Supplied material
start
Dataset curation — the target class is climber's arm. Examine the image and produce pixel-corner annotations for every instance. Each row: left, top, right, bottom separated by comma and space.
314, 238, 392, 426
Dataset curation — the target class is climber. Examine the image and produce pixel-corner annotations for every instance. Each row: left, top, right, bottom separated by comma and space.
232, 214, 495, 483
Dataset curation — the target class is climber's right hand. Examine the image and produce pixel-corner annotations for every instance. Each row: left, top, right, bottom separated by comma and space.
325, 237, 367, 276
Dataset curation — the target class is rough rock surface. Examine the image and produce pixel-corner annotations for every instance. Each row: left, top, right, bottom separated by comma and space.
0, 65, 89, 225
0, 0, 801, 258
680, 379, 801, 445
end
start
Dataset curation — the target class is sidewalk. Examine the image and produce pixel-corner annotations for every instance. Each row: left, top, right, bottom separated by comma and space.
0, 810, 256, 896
end
Your task
Transcribe, character for character, the part of the listing that opens with the line containing "Dataset curation — the target class is climber's arm." and closes with the line containing "680, 379, 801, 445", including both of those lines.

Correct response
Dataset curation — the target class is climber's arm. Examine the image and produce pixel-corner annotations for every instance. Each row: left, top, right, bottom separated by comma and space.
314, 238, 392, 426
Dataset curation — the target class is climber. Examine the image and produce pixel-corner annotations for every instance. Each row: left, top, right, bottom separated by comma and space.
232, 214, 495, 483
Dataset curation — the target class is climber's right hand. Examine the image and produce pixel-corner annotations for every instance. Each row: left, top, right, bottom separated by comma and space.
325, 237, 367, 276
Dataset curation — the target class is rough rock surface. Examine the image and produce pixel-corner annotations for every instance. Each row: left, top, right, bottom separated by comma and space.
0, 65, 89, 225
0, 0, 801, 258
680, 379, 801, 445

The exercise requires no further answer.